__WHAT IS BEING ASKED__:
Exact repetition of every entry is required.

__DATASET ENTRIES__:
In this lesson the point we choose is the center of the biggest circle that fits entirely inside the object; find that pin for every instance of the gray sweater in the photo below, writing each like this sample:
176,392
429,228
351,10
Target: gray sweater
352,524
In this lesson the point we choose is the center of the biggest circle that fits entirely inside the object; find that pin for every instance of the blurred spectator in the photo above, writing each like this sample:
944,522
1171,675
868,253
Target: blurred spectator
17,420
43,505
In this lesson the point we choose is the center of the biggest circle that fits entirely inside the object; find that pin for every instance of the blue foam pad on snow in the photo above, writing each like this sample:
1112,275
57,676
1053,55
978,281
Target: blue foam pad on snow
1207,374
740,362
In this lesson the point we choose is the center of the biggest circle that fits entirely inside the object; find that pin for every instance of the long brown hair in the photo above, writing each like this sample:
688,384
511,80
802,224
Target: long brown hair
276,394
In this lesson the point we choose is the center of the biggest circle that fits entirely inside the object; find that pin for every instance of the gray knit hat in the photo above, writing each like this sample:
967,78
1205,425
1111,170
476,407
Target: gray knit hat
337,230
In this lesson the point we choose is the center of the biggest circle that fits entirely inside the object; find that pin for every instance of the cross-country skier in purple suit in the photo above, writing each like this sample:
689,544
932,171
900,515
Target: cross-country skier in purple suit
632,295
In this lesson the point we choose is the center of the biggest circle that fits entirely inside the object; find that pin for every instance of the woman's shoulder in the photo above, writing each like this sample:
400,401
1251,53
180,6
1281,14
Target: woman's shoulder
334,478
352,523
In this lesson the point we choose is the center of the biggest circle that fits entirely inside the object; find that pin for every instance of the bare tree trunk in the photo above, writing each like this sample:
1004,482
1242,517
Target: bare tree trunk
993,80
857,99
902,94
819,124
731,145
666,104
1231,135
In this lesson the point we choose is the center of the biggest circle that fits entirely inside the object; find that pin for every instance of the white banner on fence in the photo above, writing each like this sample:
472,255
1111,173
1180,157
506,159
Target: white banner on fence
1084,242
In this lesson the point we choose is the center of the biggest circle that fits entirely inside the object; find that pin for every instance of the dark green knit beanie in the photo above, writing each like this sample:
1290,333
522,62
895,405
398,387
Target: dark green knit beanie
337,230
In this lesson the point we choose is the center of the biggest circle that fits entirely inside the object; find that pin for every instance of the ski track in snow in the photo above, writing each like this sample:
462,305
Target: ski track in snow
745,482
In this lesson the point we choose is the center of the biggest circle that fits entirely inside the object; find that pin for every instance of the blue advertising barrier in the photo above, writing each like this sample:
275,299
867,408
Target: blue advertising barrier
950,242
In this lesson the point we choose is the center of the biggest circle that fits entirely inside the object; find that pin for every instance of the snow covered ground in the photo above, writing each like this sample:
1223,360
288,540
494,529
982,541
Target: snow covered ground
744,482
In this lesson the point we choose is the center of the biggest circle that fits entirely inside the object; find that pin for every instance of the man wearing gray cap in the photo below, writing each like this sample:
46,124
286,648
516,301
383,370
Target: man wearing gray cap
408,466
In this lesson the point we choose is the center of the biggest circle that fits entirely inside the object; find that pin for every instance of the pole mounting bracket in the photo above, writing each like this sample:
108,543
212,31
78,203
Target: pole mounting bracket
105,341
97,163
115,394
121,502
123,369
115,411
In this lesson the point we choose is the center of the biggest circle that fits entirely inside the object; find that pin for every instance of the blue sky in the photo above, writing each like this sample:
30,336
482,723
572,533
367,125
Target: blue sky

__ANSWER TO THIS TASK__:
In this lesson the point we choose is the center of the biggest circle that fits entirely inside the object; find that pin for every instance of the gray sweater in the photo below, writing each like this sample:
176,392
429,228
351,10
Target: gray sweater
352,524
In this lesson the point we choose is the center of the biggest circle that fits entirely inside the object; find that pin for every instance of the blurred spectator in the photo above, writing each like this sample:
944,522
1171,675
868,253
Target: blurred spectator
17,420
43,505
In this lesson the point we choose is the center of the biggest circle that fits entirely inside the object; find that pin for every instance of the blue foam pad on snow in the photo above, writing each like this sample:
1112,275
57,676
1053,55
978,281
Target: blue foam pad on snow
1207,374
740,362
In this lesson the point we choose is the center of the biggest circle that fits entirely inside the object; find that pin for every instance of the long brown hair in the photo above, writing each like this sample:
688,384
511,80
802,224
Target: long brown hair
276,394
In this lesson the point we choose is the center of the biggest circle that fits entirely inside the object; find that pin for every instance of the gray knit hat in the photo above, writing each like this sample:
967,78
1205,425
1111,170
476,407
Target: gray knit hat
337,230
In this lesson the point we choose is the center of the biggest circle that fits entirely inside the object; find that pin for every instance of the cross-country skier in purple suit in the photo above, writing each like this sample:
689,544
932,171
900,515
Target: cross-country skier in purple suit
632,295
In this lesson the point we choose is the center of the biggest circle that fits entirely inside the object; find that pin for every instance of the woman's shoulder in the photo above, writing each like this sample:
400,401
1251,53
180,6
1281,14
Target: woman's shoulder
334,478
352,523
In this lesson the point we choose is the center of the biggest circle that fits entirely inside the object; find that pin for every instance of the bare tree trunk in the photo above, writing each like this sample:
1004,482
1242,517
Target: bare tree trunk
993,80
857,99
902,94
819,124
731,145
666,104
1231,135
In this lesson the point we choose is the center of the biggest circle that fits entirely inside the object; find that pin for every instance of the white banner on fence in the photo above, writing each like this sample:
472,255
1111,173
1180,157
506,159
Target: white banner on fence
1084,242
In this lesson the point we choose is the center of the biggest circle that fits entirely inside the object; find that pin for every instance of the dark green knit beanie in the photo above, writing each like this sample:
1290,333
522,62
895,405
398,387
Target: dark green knit beanie
337,230
In this lesson the point we choose is the center of the biggest circle that fits entirely inside the object; find that pin for every instance of the ski track in snow in the photo above, writing each like this sample:
462,305
Target: ski track in snow
745,482
In this lesson the point we choose is the center of the biggest circle that fits entirely inside the object; find that pin for every instance of the blue advertising barrier in the photo above, writing each like this sample:
275,299
867,408
Target: blue advertising barrier
950,242
In this lesson the point we choose is the center of the biggest circle that fits entirely inside the object; find that pin for every instance of the snow covered ground in the photo above, writing each like this sample:
1223,360
288,540
494,529
982,541
Target: snow covered ground
744,482
In this lesson the point we choose is the center of the biggest circle that fits entirely inside the object; find that pin for every instance of the man wearing gray cap in the photo below, writing each like this sample:
46,124
286,648
516,301
383,370
Target: man wearing gray cap
408,466
In this lesson the point we choose is the center of the biggest circle that fits entirely inside the object; find that pin for every instance of the pole mounting bracket in the photo above, writing each like this sample:
108,543
212,31
78,203
Target: pole mounting bracket
105,341
97,163
115,394
121,502
123,369
115,411
In this lesson the point we choose is the center of the biggest circle that fits entirely inside the object; find that pin for every instance of the blue sky in the photo above, writing each like this sample:
30,336
482,723
572,533
367,125
Target: blue sky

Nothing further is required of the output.